■ **To be done**
Filter the entries below, keeping every line that contains the word "narrow".
** start of Data supplied **
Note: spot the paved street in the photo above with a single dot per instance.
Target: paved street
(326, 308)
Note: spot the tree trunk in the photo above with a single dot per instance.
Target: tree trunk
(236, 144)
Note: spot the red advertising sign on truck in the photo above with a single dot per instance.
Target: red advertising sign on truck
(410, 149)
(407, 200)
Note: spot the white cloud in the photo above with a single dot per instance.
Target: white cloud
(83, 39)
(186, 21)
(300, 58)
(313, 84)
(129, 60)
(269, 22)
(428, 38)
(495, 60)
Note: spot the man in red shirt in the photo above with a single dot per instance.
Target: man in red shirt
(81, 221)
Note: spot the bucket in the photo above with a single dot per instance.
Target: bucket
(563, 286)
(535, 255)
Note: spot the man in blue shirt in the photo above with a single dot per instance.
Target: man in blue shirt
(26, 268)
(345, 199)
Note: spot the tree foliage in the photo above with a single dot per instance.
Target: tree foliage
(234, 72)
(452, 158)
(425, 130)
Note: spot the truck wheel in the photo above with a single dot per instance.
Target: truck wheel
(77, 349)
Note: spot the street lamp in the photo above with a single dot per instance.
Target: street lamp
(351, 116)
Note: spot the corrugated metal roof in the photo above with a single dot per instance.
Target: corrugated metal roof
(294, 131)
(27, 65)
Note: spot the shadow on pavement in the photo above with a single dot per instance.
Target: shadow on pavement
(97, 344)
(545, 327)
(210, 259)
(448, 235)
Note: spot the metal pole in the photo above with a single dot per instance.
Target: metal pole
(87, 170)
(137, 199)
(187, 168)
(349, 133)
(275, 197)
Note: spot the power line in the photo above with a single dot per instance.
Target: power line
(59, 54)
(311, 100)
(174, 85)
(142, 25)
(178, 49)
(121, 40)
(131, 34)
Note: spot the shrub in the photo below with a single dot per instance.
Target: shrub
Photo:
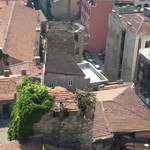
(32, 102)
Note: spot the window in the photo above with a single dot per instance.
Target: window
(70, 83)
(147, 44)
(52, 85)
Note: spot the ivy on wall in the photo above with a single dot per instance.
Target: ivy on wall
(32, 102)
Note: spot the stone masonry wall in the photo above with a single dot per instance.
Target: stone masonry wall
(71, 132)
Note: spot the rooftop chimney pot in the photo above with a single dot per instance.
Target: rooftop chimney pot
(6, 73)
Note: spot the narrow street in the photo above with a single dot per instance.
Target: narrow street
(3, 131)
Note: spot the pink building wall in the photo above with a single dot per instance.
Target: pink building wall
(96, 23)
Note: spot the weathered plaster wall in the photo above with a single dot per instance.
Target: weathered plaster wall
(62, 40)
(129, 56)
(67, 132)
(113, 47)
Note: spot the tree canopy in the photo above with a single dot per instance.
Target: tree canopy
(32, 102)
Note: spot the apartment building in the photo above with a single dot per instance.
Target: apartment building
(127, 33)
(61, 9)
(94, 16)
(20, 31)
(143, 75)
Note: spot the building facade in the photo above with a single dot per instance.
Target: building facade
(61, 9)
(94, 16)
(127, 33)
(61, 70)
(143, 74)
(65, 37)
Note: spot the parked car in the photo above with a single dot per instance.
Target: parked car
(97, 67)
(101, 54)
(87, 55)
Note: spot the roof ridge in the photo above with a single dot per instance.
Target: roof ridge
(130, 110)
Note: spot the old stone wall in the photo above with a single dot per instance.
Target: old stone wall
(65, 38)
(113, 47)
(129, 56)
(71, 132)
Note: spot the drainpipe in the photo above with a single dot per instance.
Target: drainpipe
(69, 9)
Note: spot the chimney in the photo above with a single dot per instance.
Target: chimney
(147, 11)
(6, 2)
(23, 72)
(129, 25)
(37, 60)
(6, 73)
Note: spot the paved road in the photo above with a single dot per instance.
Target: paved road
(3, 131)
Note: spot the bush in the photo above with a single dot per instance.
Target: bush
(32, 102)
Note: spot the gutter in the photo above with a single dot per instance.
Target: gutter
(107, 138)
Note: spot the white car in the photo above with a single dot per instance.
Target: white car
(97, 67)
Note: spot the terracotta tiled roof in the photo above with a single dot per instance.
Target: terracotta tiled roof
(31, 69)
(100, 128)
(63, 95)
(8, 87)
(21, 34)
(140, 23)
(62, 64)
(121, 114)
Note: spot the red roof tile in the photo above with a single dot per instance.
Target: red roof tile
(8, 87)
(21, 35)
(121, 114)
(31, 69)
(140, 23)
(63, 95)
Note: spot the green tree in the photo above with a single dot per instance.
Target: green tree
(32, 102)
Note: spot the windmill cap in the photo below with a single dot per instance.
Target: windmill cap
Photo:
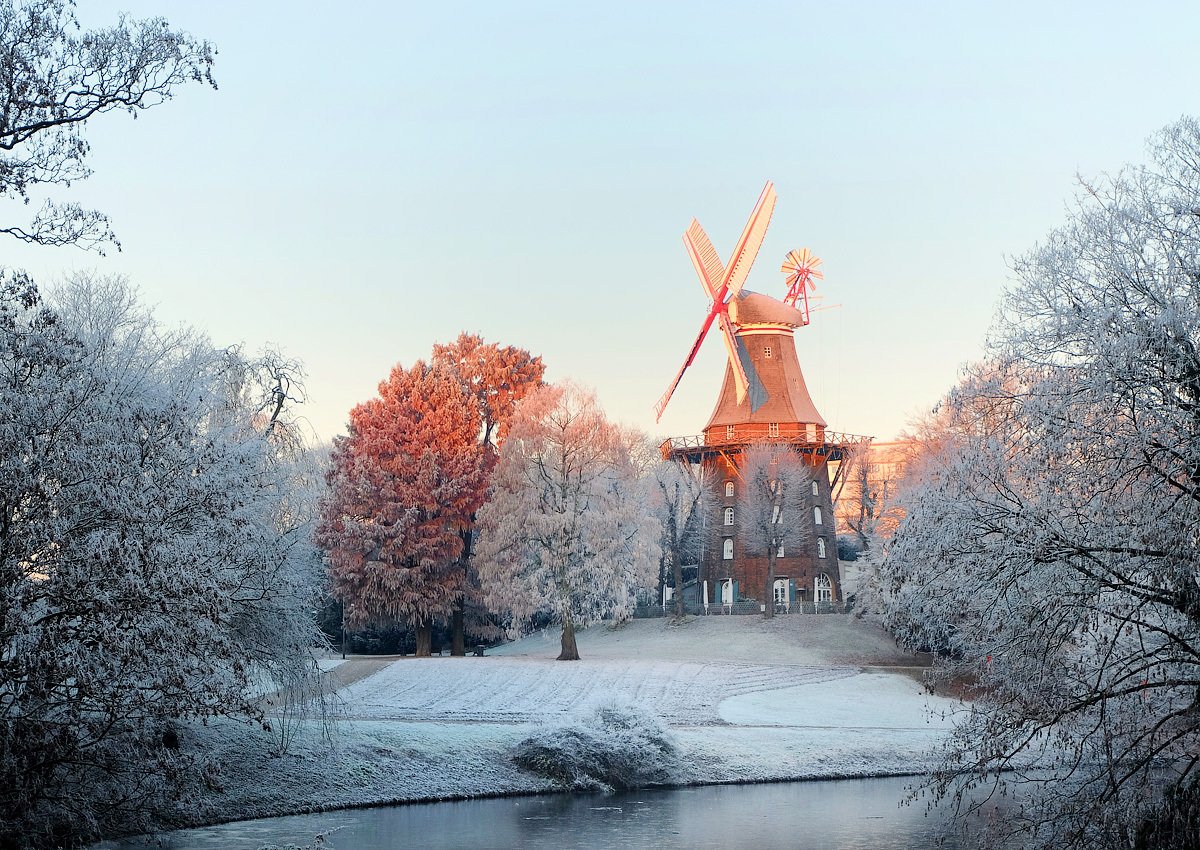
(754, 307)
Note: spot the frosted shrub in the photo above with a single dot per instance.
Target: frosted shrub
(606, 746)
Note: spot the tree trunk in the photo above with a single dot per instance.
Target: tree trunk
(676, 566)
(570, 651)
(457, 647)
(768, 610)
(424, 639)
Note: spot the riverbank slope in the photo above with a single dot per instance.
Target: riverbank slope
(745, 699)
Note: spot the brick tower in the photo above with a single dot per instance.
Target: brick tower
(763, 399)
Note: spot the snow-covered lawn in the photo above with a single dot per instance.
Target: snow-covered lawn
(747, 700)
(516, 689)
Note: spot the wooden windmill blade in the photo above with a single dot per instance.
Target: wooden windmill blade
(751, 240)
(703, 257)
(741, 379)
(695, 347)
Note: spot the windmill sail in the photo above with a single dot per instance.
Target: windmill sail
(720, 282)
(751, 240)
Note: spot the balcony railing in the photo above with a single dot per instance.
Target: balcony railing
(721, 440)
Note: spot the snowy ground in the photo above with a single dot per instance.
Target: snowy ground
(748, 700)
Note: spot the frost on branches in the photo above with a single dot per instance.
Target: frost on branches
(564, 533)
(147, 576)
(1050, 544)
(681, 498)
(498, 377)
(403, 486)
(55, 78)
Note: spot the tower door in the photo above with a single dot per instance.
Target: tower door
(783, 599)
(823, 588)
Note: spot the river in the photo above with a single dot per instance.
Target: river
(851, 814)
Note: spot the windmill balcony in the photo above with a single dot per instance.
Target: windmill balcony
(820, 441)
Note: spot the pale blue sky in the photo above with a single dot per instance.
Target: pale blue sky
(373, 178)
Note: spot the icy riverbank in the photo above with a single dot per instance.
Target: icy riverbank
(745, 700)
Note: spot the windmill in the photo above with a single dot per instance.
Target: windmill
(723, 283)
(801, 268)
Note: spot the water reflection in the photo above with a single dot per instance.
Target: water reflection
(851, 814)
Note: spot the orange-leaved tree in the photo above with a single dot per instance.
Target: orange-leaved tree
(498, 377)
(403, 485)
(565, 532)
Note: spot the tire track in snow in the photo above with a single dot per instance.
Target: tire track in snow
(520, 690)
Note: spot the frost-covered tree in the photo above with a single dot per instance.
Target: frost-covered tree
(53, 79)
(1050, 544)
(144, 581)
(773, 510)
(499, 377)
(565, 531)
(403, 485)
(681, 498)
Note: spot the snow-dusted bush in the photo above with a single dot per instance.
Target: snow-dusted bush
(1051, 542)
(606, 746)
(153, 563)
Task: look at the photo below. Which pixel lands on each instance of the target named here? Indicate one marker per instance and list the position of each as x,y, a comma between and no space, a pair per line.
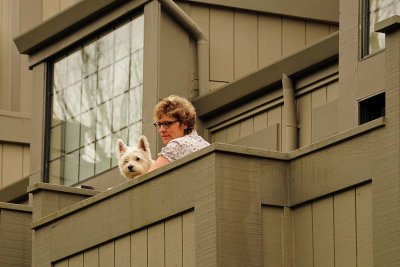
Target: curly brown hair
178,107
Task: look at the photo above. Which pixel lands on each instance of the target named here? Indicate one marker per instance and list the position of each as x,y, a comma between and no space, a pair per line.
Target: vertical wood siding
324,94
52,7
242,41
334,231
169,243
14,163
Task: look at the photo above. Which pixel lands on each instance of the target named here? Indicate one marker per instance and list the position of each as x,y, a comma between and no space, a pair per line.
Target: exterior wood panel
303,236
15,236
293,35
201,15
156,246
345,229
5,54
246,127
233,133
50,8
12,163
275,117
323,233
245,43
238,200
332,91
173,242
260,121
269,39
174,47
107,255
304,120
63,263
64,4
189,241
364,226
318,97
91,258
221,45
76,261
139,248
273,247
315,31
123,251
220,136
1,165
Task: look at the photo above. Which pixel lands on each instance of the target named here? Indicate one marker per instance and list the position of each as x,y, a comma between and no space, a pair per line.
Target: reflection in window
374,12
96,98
** end of Data supplied **
** start of Data supplied **
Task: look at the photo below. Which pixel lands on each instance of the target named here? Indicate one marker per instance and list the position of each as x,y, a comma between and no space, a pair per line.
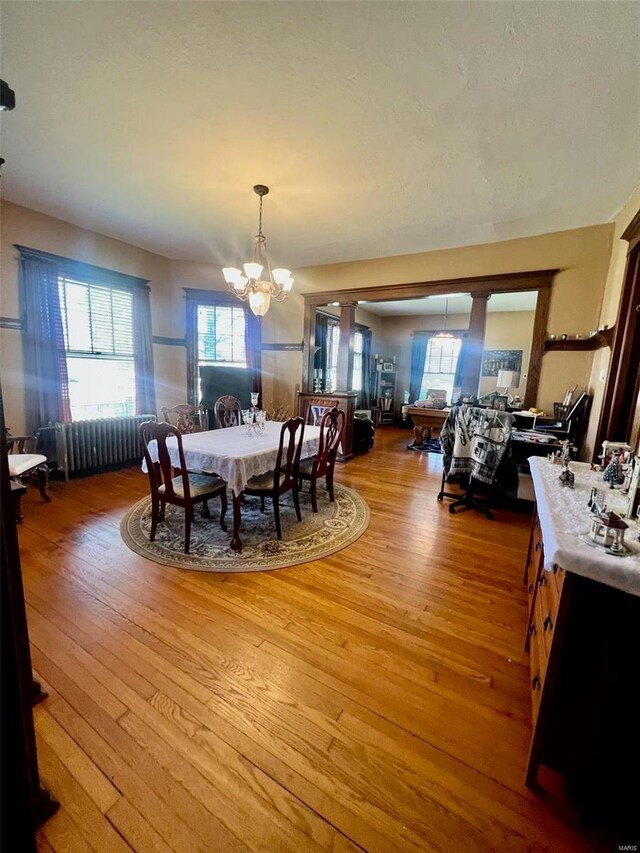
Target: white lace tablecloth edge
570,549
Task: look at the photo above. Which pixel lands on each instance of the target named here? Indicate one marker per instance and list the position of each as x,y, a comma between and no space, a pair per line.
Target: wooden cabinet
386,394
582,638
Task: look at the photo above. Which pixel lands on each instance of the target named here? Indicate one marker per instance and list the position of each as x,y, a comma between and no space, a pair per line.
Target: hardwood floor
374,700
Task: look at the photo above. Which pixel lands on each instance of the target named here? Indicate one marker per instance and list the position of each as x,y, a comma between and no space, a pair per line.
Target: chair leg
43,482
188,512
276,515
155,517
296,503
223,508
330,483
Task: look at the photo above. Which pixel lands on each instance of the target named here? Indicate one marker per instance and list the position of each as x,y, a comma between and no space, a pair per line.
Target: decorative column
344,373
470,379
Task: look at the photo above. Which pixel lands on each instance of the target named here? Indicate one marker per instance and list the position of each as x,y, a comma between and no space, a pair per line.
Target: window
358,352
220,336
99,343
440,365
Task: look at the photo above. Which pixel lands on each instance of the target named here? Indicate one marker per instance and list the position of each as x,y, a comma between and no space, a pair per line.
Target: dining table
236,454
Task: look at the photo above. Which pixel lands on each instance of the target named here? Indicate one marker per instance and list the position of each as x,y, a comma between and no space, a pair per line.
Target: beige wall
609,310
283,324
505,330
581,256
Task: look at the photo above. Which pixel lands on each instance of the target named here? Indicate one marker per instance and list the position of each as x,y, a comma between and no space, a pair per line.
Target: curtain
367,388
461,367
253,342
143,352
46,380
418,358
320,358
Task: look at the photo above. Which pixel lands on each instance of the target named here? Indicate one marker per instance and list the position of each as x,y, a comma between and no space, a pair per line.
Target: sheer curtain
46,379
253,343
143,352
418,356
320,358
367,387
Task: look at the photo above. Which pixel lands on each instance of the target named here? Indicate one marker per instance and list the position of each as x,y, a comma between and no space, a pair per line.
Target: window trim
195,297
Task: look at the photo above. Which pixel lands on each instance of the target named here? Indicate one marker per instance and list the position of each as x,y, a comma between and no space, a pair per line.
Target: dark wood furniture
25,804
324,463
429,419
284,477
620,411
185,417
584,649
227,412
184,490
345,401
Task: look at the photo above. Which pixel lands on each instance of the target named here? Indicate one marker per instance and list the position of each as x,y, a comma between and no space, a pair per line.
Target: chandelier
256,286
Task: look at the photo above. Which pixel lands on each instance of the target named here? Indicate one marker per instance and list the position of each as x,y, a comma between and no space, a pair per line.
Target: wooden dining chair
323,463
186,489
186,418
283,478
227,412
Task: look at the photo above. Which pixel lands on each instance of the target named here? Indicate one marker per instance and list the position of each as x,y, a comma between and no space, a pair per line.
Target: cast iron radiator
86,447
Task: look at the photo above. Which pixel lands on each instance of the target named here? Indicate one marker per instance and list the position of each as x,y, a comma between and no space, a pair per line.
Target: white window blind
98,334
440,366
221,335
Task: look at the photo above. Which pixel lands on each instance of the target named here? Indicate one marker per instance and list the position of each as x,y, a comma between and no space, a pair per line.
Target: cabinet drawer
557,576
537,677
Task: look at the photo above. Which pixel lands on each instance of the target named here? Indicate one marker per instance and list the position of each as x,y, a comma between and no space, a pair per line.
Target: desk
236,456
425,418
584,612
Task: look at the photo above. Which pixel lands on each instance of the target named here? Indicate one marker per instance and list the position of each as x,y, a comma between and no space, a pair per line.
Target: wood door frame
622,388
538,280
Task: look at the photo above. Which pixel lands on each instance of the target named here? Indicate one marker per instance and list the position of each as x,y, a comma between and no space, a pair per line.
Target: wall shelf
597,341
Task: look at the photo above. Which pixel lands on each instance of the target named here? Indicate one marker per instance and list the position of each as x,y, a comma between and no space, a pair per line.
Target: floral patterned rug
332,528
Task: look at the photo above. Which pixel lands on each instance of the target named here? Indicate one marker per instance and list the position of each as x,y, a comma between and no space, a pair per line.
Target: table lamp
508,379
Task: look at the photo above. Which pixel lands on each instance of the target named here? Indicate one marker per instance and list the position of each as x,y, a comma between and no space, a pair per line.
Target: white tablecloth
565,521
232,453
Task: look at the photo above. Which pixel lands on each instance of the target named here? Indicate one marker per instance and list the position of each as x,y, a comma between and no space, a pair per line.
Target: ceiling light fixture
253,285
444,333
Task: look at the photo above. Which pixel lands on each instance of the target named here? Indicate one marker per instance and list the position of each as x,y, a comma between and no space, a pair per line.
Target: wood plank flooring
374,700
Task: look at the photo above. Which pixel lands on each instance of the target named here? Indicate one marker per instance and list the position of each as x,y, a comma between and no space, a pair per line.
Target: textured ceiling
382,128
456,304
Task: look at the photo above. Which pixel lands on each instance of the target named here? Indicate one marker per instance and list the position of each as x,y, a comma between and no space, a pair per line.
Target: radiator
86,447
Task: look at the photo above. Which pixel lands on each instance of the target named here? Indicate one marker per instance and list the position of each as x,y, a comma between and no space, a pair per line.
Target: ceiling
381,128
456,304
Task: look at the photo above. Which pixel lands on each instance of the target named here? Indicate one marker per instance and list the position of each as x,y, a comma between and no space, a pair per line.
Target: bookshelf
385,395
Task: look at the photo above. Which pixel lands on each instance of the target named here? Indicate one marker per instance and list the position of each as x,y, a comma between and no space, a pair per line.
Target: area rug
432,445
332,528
** end of Data supplied **
** start of Data supplied **
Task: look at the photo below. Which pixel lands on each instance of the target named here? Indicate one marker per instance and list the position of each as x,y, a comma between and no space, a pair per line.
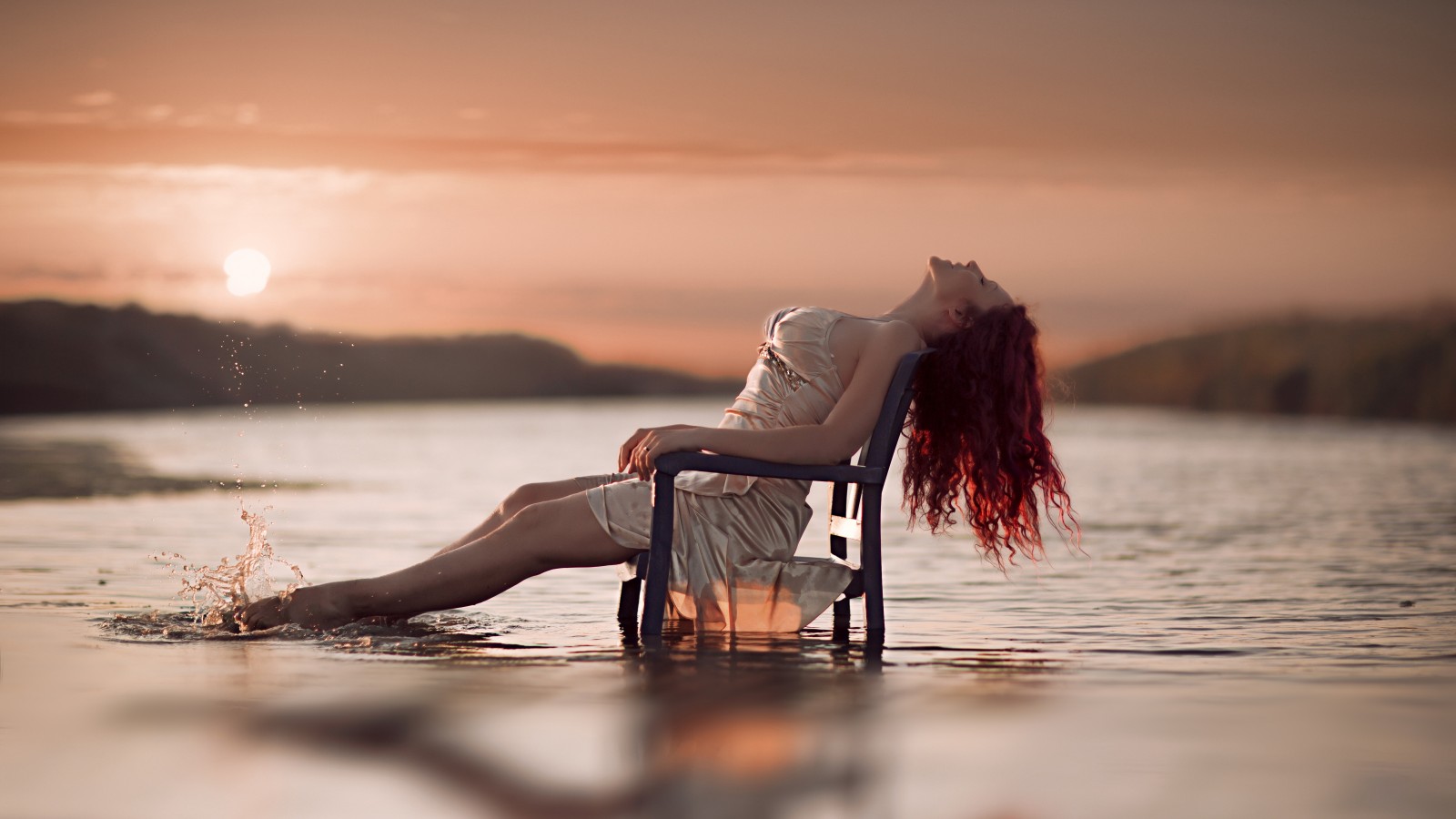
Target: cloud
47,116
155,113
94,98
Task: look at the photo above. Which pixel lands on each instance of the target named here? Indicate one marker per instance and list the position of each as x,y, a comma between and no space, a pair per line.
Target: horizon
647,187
** end of Data supplied **
■ **Task solution**
Note: spot the narrow street in the photo above with a single dot per instance.
Target: narrow street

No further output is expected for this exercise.